■ Task objective ■
An exact repetition of the listing is required.

____ Provided entries

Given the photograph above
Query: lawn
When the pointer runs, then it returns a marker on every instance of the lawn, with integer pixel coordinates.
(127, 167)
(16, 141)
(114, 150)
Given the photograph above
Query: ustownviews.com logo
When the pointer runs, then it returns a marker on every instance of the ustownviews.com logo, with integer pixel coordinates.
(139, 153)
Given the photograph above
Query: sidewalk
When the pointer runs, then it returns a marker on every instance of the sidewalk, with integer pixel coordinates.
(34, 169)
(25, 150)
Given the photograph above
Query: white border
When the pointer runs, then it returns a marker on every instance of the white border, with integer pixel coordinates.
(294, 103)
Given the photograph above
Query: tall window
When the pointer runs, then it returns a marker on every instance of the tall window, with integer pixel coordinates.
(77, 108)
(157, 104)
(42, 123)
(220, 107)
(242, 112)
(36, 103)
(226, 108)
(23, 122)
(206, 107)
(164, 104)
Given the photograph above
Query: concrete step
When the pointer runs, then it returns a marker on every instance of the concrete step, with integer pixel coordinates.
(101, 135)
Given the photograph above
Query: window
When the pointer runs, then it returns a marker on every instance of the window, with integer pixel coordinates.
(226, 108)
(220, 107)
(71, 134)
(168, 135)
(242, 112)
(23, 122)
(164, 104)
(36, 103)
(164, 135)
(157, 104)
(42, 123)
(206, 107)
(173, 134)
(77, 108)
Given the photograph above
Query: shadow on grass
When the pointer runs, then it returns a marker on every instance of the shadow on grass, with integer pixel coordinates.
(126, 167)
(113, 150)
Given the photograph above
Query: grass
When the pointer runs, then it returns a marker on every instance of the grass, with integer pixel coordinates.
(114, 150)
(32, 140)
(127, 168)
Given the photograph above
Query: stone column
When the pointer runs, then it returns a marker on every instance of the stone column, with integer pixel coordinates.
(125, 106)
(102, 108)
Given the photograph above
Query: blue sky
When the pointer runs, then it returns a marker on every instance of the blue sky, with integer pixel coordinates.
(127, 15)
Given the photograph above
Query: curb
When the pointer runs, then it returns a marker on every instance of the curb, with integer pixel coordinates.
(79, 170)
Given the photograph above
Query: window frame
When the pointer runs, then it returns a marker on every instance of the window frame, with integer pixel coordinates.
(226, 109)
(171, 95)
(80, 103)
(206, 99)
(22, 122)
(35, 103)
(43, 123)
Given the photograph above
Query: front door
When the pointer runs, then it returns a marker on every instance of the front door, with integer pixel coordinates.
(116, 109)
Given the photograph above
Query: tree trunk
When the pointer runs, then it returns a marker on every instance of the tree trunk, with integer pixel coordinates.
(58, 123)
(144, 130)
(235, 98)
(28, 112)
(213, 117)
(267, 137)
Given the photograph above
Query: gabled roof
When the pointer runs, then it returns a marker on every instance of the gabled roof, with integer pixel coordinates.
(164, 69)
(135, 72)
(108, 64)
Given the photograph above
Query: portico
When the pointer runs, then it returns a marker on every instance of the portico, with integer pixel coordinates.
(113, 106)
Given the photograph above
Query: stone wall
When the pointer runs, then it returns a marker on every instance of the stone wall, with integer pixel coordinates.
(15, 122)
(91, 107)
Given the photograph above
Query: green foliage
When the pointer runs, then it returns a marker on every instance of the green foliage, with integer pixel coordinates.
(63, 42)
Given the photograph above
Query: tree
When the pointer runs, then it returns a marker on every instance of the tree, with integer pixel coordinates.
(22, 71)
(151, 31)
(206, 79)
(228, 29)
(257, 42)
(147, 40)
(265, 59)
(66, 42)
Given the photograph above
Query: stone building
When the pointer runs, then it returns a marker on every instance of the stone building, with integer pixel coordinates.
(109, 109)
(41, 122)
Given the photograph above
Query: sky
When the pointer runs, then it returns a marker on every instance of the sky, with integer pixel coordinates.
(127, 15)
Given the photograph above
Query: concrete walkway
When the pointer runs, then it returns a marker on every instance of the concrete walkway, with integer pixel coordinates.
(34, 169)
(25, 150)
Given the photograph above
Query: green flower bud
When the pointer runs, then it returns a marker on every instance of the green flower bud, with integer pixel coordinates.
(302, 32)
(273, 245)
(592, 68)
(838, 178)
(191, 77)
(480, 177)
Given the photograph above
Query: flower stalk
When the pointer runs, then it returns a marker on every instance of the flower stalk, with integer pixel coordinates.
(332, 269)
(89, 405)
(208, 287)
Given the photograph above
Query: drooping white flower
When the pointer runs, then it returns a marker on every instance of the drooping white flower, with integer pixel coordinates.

________

■ Exercise answer ■
Given the photograph above
Query: lawn
When the pointer runs, then it returns a marker on every instance of the lawn, with integer pixel coordinates.
(127, 167)
(16, 141)
(114, 150)
Given the photograph above
Query: ustownviews.com logo
When the pointer runs, then it returns a marker on every instance of the ustownviews.com logo, with integer pixel coordinates.
(139, 153)
Given the photograph above
Query: sidewalk
When the pointer runs, then it returns a marker on every instance of the sidewalk, with integer pixel coordinates.
(34, 169)
(25, 150)
Given the photograph above
Query: white border
When the pointer runs, then it returns a marker on every instance of the white border, with integer pixel coordinates.
(294, 103)
Given the photograph above
Query: tall window
When the pointer runs, then it returns a marker on every instance of the tall window, with integer pixel coordinates.
(77, 108)
(157, 104)
(42, 123)
(220, 107)
(242, 112)
(36, 103)
(226, 108)
(23, 122)
(206, 107)
(164, 104)
Given the photograph above
Query: concrete step
When the pointer runs, then it returns a marker on every instance of the concrete step, with integer pixel coordinates.
(101, 135)
Given the photograph above
Query: window
When the pointer runs, then it returns a marker on every instance of the window, with integer pixel coordinates.
(226, 108)
(220, 107)
(71, 134)
(168, 135)
(242, 112)
(23, 122)
(164, 104)
(36, 103)
(164, 135)
(157, 104)
(42, 123)
(206, 107)
(173, 134)
(77, 108)
Given the photograph above
Query: shadow on grass
When the pointer runs, then it returns a marker on every instance of the shadow on grass, with integer pixel coordinates.
(126, 167)
(113, 150)
Given the photograph above
Query: grass
When the pointer runs, then it returns a marker on every instance of the grass, with integer pixel coordinates.
(114, 150)
(32, 140)
(127, 168)
Given the photograph above
Query: stone column
When the pointer runs, then it returns a marker on every instance of the stone column, with integer pixel coordinates.
(125, 106)
(102, 108)
Given the photograph above
Query: blue sky
When the pointer runs, then it returns a marker on every instance of the blue sky, with integer pixel coordinates.
(127, 15)
Given the photograph above
Query: curb
When the pointer runs, then it returns a marker on every instance of the curb, with integer pixel coordinates.
(79, 170)
Given the photograph above
Query: window frame
When the pointer runs, then it returns a marker on every instance of the window frame, with integer pixel coordinates.
(226, 109)
(171, 95)
(80, 103)
(206, 99)
(22, 122)
(35, 103)
(43, 123)
Given the photograph above
Query: front door
When the pointer runs, then it returns a marker on every instance of the front door, with integer pixel coordinates.
(116, 109)
Given the photograph above
Query: tree trunk
When the pointer runs, then it returns a marker on every instance of the tree trunk, with integer pixel coordinates.
(58, 123)
(144, 130)
(235, 98)
(28, 112)
(213, 117)
(267, 137)
Given the photograph above
Query: gabled roof
When the pointer runs, then it returns a marker on every instance of the gabled roof, with integer pixel coordinates.
(164, 69)
(135, 72)
(108, 64)
Given the photograph above
Query: portico
When the pointer runs, then it returns a marker on every instance of the portico, with integer pixel coordinates.
(113, 106)
Given the photograph above
Query: stone wall
When the pointer runs, then it returns a marker on every instance of the stone wall, with integer pixel coordinates.
(15, 122)
(91, 107)
Given the photograph above
Query: green foliage
When the pointer runs, then it returns a marker on every instance of the green foliage, with integer pixel coordinates.
(63, 42)
Given the photograph above
Query: tree
When the pointer runs, then it returns a marker on every instance of the tree, with integer pixel coordinates.
(22, 71)
(151, 31)
(206, 79)
(228, 29)
(257, 42)
(147, 40)
(265, 59)
(66, 42)
Given the photograph above
Query: stone building
When the pointer runs, then it returns a marker on every instance of the stone building, with integer pixel coordinates.
(109, 109)
(41, 122)
Given the photograph above
Query: sky
When the pointer runs, then it returns a marker on every instance of the sky, with integer pixel coordinates.
(127, 15)
Given the photograph above
Query: concrete walkway
When the pointer runs, then it returns a marker on every instance of the concrete walkway, with integer pixel coordinates.
(34, 169)
(25, 150)
Given the photograph above
Query: green flower bud
When the pointer runs, then it returns a marker on every instance of the green flower bud, with integer pixel coordinates.
(302, 32)
(273, 245)
(592, 68)
(838, 178)
(191, 77)
(480, 177)
Given the photograph above
Query: flower stalk
When the pointer runs, then it returns a marker on every instance of the flower stalk, with integer pixel coordinates.
(332, 269)
(89, 405)
(208, 287)
Given the photograph above
Query: drooping white flower
When the pointer runs, then it returns a marker on every instance of the drooping white flower, with integer pixel coordinates.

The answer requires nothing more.